_Work instructions_:
Say the data back exactly as it is written below.

_Data under study_:

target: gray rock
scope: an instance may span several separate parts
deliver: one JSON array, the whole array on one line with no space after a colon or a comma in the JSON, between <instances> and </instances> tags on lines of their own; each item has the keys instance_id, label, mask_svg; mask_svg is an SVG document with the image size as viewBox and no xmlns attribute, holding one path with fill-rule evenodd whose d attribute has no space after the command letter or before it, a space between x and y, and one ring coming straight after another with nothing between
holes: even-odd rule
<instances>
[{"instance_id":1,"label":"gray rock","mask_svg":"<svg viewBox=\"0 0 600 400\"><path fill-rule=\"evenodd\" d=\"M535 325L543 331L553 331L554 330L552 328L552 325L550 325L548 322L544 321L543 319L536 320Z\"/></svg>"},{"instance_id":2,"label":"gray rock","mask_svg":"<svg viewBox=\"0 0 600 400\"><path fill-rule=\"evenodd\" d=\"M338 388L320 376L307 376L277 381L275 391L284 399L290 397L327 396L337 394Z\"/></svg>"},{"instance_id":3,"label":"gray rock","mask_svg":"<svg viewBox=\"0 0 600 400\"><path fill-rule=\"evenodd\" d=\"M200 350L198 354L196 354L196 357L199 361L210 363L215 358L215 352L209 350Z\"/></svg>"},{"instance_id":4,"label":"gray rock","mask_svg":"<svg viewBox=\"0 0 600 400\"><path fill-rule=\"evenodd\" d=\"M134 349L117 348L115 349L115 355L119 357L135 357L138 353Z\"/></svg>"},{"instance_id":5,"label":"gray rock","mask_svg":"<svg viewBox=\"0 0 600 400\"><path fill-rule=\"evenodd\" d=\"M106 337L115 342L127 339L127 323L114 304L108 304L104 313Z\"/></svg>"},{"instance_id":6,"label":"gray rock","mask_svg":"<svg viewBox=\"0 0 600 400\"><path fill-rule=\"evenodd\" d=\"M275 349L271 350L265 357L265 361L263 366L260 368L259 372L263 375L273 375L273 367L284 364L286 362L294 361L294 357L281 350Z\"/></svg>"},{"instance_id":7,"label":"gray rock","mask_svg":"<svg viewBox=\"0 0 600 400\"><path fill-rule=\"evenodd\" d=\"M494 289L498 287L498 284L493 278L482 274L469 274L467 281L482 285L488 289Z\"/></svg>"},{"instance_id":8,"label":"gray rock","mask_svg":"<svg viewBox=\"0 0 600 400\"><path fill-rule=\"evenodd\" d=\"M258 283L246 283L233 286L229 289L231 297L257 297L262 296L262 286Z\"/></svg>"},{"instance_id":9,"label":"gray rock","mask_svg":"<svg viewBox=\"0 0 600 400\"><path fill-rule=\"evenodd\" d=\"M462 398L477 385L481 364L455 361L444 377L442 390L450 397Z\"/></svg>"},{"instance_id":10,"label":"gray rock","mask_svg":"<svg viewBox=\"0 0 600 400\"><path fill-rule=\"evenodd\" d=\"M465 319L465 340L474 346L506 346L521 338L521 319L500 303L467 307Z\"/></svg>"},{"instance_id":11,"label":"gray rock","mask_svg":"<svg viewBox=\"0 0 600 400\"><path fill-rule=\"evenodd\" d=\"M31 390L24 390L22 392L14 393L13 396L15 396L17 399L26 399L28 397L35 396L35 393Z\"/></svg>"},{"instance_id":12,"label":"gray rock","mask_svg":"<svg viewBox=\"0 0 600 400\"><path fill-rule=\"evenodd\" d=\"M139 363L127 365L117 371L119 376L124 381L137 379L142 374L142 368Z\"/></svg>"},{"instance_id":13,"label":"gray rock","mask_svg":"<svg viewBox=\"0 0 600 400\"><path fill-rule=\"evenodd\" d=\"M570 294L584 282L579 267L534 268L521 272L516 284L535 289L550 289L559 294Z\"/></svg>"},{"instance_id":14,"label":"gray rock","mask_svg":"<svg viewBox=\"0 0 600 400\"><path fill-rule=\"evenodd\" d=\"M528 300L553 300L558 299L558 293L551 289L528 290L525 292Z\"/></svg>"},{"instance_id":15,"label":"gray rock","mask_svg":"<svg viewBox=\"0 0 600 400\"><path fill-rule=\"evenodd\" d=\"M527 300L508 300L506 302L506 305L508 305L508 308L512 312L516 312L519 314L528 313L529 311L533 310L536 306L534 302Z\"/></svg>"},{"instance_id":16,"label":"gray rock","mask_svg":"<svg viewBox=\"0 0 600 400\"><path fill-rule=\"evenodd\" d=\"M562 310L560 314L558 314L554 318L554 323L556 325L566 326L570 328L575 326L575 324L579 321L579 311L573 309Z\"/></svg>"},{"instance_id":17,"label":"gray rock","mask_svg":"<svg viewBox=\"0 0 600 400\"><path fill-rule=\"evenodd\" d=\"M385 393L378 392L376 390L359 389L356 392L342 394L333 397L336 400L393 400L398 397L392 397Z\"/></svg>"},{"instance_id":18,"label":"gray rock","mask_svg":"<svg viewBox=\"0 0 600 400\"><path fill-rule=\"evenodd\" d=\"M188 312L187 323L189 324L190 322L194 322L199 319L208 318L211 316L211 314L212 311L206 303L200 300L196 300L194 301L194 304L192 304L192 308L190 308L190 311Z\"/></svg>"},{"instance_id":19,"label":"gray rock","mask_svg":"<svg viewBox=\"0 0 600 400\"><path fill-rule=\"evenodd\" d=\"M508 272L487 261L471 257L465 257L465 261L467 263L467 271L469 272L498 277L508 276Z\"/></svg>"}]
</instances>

_Exercise result_:
target: gray rock
scope: an instance may span several separate parts
deliver: one JSON array, the whole array on one line with no space after a colon or a comma in the JSON, between <instances> and </instances> tags on lines of their own; each item has the keys instance_id, label, mask_svg; mask_svg is an SVG document with the image size as viewBox and no xmlns attribute, holding one path with fill-rule evenodd whose d attribute has no space after the command letter or before it, a space between x and y, and one ring coming straight after another with nothing between
holes: even-odd rule
<instances>
[{"instance_id":1,"label":"gray rock","mask_svg":"<svg viewBox=\"0 0 600 400\"><path fill-rule=\"evenodd\" d=\"M535 325L543 331L553 331L554 330L552 328L552 325L550 325L548 322L544 321L543 319L536 320Z\"/></svg>"},{"instance_id":2,"label":"gray rock","mask_svg":"<svg viewBox=\"0 0 600 400\"><path fill-rule=\"evenodd\" d=\"M338 388L320 376L307 376L277 381L275 391L284 399L290 397L327 396L337 394Z\"/></svg>"},{"instance_id":3,"label":"gray rock","mask_svg":"<svg viewBox=\"0 0 600 400\"><path fill-rule=\"evenodd\" d=\"M200 350L198 354L196 354L196 357L199 361L210 363L215 358L215 352L209 350Z\"/></svg>"},{"instance_id":4,"label":"gray rock","mask_svg":"<svg viewBox=\"0 0 600 400\"><path fill-rule=\"evenodd\" d=\"M134 349L117 348L115 349L115 355L119 357L135 357L138 353Z\"/></svg>"},{"instance_id":5,"label":"gray rock","mask_svg":"<svg viewBox=\"0 0 600 400\"><path fill-rule=\"evenodd\" d=\"M106 337L115 342L127 339L127 323L114 304L108 304L104 313Z\"/></svg>"},{"instance_id":6,"label":"gray rock","mask_svg":"<svg viewBox=\"0 0 600 400\"><path fill-rule=\"evenodd\" d=\"M275 349L271 350L265 357L265 361L263 366L260 368L259 372L263 375L273 375L273 367L284 364L286 362L294 361L294 357L281 350Z\"/></svg>"},{"instance_id":7,"label":"gray rock","mask_svg":"<svg viewBox=\"0 0 600 400\"><path fill-rule=\"evenodd\" d=\"M494 289L498 287L498 284L493 278L482 274L469 274L467 281L482 285L488 289Z\"/></svg>"},{"instance_id":8,"label":"gray rock","mask_svg":"<svg viewBox=\"0 0 600 400\"><path fill-rule=\"evenodd\" d=\"M258 283L246 283L233 286L229 289L231 297L257 297L262 296L262 286Z\"/></svg>"},{"instance_id":9,"label":"gray rock","mask_svg":"<svg viewBox=\"0 0 600 400\"><path fill-rule=\"evenodd\" d=\"M462 398L477 385L481 364L455 361L444 377L442 390L450 397Z\"/></svg>"},{"instance_id":10,"label":"gray rock","mask_svg":"<svg viewBox=\"0 0 600 400\"><path fill-rule=\"evenodd\" d=\"M465 319L465 340L474 346L506 346L521 338L521 319L500 303L467 307Z\"/></svg>"},{"instance_id":11,"label":"gray rock","mask_svg":"<svg viewBox=\"0 0 600 400\"><path fill-rule=\"evenodd\" d=\"M31 390L24 390L22 392L14 393L13 396L15 396L17 399L26 399L28 397L35 396L35 393Z\"/></svg>"},{"instance_id":12,"label":"gray rock","mask_svg":"<svg viewBox=\"0 0 600 400\"><path fill-rule=\"evenodd\" d=\"M139 363L127 365L117 371L119 376L124 381L137 379L142 374L142 368Z\"/></svg>"},{"instance_id":13,"label":"gray rock","mask_svg":"<svg viewBox=\"0 0 600 400\"><path fill-rule=\"evenodd\" d=\"M570 294L584 282L579 267L534 268L521 272L516 284L535 289L550 289L559 294Z\"/></svg>"},{"instance_id":14,"label":"gray rock","mask_svg":"<svg viewBox=\"0 0 600 400\"><path fill-rule=\"evenodd\" d=\"M528 300L553 300L558 299L558 293L551 289L528 290L525 292Z\"/></svg>"},{"instance_id":15,"label":"gray rock","mask_svg":"<svg viewBox=\"0 0 600 400\"><path fill-rule=\"evenodd\" d=\"M527 300L508 300L506 302L506 305L508 305L508 308L512 312L516 312L519 314L528 313L529 311L533 310L536 306L534 302Z\"/></svg>"},{"instance_id":16,"label":"gray rock","mask_svg":"<svg viewBox=\"0 0 600 400\"><path fill-rule=\"evenodd\" d=\"M562 310L560 314L558 314L554 318L554 323L556 325L566 326L570 328L575 326L575 324L579 321L579 311L573 309Z\"/></svg>"},{"instance_id":17,"label":"gray rock","mask_svg":"<svg viewBox=\"0 0 600 400\"><path fill-rule=\"evenodd\" d=\"M385 393L378 392L376 390L359 389L356 392L342 394L333 397L336 400L393 400L398 397L392 397Z\"/></svg>"},{"instance_id":18,"label":"gray rock","mask_svg":"<svg viewBox=\"0 0 600 400\"><path fill-rule=\"evenodd\" d=\"M188 312L187 323L189 324L190 322L194 322L199 319L208 318L211 316L211 314L212 311L206 303L200 300L196 300L194 301L194 304L192 304L192 308L190 308L190 311Z\"/></svg>"},{"instance_id":19,"label":"gray rock","mask_svg":"<svg viewBox=\"0 0 600 400\"><path fill-rule=\"evenodd\" d=\"M508 272L487 261L471 257L465 257L465 261L467 263L467 271L469 272L498 277L508 276Z\"/></svg>"}]
</instances>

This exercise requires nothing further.